And what are the things that you see as hurdles to realizing that vision? And I think there are typically a bunch of words that people throw at this fault tolerance, decoherence and so forth. Can you sort of take us through what these hurdles are and where you think we are in the journey to surmount them? I would say the biggest challenge is actually driving down error rates. Right. So these physical systems have errors. That's coming from some of it is Physics, fundamental physics, a lot of it is in more instrumental environments that we just simply cannot control them. And just concrete. When you talk about an error, you mean when you ultimately measure it, you wanted it to be a zero and it's a one or so. I mean, is it that level of. Yeah, but every operation, every entanglement operation or within the working of. Within the. Yeah, within your circuit introduces error. Right. Because we can't do it perfectly.

What to do:
A. In the conversation about error rates, what does the speaker name as the biggest challenge?
B. Put this sentence from the conversation about error rates into Spanish: "I would say the biggest challenge is actually driving down error rates."
C. Pick up the conversation about error rates after its final sentence and carry it forward.
The entries after this point have nothing to do with the conversation about error rates.

Rows from a dataset:

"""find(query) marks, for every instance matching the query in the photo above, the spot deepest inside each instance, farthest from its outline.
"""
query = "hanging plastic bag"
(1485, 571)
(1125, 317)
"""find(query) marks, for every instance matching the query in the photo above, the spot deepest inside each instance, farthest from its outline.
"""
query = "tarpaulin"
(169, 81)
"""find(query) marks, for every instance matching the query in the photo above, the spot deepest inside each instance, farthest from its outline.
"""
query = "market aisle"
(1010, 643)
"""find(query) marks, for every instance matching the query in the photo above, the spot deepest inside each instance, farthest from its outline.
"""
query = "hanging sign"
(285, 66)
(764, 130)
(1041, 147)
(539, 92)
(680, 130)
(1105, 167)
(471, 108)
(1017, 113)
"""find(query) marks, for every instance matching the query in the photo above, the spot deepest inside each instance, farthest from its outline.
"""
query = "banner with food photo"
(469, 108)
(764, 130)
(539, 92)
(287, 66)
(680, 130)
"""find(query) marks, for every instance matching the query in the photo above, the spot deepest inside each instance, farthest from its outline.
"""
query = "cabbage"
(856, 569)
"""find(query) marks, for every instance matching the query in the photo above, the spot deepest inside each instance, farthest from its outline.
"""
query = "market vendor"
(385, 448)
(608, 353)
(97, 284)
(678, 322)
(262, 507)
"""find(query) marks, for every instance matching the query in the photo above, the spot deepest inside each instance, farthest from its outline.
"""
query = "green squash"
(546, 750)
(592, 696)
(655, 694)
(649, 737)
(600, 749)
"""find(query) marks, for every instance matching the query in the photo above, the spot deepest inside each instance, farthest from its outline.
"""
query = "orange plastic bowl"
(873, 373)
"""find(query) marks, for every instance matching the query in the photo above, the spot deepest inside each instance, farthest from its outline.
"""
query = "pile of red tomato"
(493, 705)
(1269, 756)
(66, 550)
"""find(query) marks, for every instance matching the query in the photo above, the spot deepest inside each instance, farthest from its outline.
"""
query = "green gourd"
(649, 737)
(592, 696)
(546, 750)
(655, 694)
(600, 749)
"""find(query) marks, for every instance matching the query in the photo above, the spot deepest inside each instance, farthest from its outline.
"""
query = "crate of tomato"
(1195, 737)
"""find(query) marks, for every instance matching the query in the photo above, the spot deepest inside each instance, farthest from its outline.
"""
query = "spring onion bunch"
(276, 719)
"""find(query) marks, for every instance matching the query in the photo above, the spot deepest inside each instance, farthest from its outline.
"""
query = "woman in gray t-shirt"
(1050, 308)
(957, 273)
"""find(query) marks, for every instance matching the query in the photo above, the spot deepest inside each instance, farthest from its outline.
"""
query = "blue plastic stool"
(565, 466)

Answers per task:
A. Driving down error rates.

B. Yo diría que el mayor desafío es, en realidad, reducir las tasas de error.

C.
And so right now, for example, in trapped ion, on our trapped ion system, we're able to get 99.9% fidelity. That means, if you want to think about it classically, we do a measurement one out of 1,000 times, you get a wrong answer. But of course this is in the quantum mechanical space, so it's a little bit different, but that's the idea. So there's always some limits. And I would say 99.9% is probably best. I mean, that sounds best in industry right now. Yeah, but I guess. But it's not good enough because you want 100,000 operations in your computation. You can't get there. And so how do you get better? So obviously you can work on it on a physical level, but there's this concept of fault tolerant quantum computing, which is taking a bunch of physical qubits to construct a logical qubit.

So just want to understand that seems to be a key idea. Yes. Because normally when we think about quantum computation, you think about each qubit as carrying the information that you want it to carry. But I gather you're saying that you can take many of these qubits to actually carry the information of one. And by having many, presumably you can have redundancies and you can have error correction built into it. And is that the way forward? Is that the way to minimize these issues associated with error? Yeah, and I think, you know, classical computing does that all the time. Right. When we pass, when we're sending packages, packets and or, you know, you write some, you know, your image on the CD or something, a lot of times bits gets lost and there are ways to recover it. Right.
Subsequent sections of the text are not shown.